(THE TASK): Every record needs to be restated word for word.

(Records from a data source):
----------------

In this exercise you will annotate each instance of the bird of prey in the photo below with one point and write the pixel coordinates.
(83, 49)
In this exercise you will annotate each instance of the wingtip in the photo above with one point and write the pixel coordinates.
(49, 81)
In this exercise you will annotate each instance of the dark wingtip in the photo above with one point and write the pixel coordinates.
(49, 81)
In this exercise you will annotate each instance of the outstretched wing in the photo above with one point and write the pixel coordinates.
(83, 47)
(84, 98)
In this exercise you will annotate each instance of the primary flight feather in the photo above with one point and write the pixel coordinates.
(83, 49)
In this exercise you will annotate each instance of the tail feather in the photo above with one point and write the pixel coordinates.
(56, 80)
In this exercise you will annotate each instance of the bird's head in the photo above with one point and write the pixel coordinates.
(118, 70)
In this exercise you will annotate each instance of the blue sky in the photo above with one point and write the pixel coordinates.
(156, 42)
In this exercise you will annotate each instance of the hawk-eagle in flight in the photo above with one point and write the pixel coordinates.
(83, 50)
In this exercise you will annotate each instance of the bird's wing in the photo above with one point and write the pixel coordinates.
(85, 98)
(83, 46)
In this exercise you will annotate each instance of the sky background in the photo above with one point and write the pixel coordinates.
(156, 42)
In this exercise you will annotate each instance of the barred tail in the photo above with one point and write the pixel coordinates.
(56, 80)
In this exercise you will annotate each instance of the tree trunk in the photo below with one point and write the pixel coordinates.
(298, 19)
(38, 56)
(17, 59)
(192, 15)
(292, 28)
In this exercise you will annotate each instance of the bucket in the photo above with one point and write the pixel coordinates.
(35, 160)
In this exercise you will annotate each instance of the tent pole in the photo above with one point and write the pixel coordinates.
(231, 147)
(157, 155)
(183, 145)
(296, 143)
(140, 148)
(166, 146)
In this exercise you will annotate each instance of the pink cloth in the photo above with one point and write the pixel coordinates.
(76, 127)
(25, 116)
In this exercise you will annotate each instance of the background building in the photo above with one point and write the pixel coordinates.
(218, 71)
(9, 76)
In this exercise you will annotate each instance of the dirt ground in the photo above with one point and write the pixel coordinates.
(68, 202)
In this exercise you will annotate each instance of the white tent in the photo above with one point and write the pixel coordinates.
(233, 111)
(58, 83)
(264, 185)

----------------

(THE COMPLETED TASK):
In this exercise you will annotate each instance of the bird of prey in the photo below with one point and write the pixel coordinates.
(83, 49)
In this exercise you will annotate each instance of the wingtip in the photo above with one point and write the pixel coordinates.
(49, 81)
In this exercise you will annotate each instance of the dark wingtip in the photo above with one point and write the pixel coordinates.
(49, 81)
In this exercise you will annotate each instance of the outstretched wing in the photo above with one point and write the pixel coordinates.
(83, 47)
(84, 98)
In this exercise you will annotate each instance of the primary flight feather in the photo above with one point and write the pixel coordinates.
(83, 49)
In this exercise you will annotate each instance of the tail feather in the photo above with one point and write the pixel coordinates.
(56, 80)
In this exercise you will annotate each instance of the bird's head in the photo above with one point and write the pixel coordinates.
(118, 70)
In this exercise you will annotate each instance of the blue sky in the photo above with one point and write the pixel coordinates.
(156, 42)
In this exercise you will annotate each instance of the hawk-eagle in flight in the photo above with one point and write the pixel coordinates.
(83, 50)
In this exercise you will annotate each instance of the bird's wing in the photo above with one point and write the pixel coordinates.
(85, 98)
(83, 46)
In this exercise you will annotate each instance of the sky background in the photo above with one point and write the pixel coordinates.
(156, 42)
In this exercise you will annotate each instance of the barred tail in the photo above with one point and write the pixel coordinates.
(56, 80)
In this exercise you will annotate each instance of the tree trunk in the photo below with one point and write the pixel coordinates.
(298, 19)
(38, 56)
(17, 59)
(192, 15)
(292, 28)
In this exercise you will annotate each instance of the bucket in the photo above with one point and write the pixel coordinates.
(35, 160)
In this exercise you will annotate each instance of the tent pole in the photo above with one point and write the pixel coordinates.
(231, 147)
(157, 155)
(183, 145)
(296, 143)
(140, 148)
(166, 146)
In this exercise you will annotate each instance of the pink cloth in the photo above with one point and write the pixel coordinates.
(76, 127)
(25, 116)
In this exercise you will annotate each instance of the background building in the photo above with one point and write the pixel coordinates.
(218, 71)
(9, 76)
In this exercise you will annotate each instance of the dirt ground in the photo above with one point and write the pixel coordinates.
(68, 202)
In this exercise you will annotate each instance of the white tent in the photo above with one point and write the pixel coordinates.
(233, 111)
(58, 83)
(264, 185)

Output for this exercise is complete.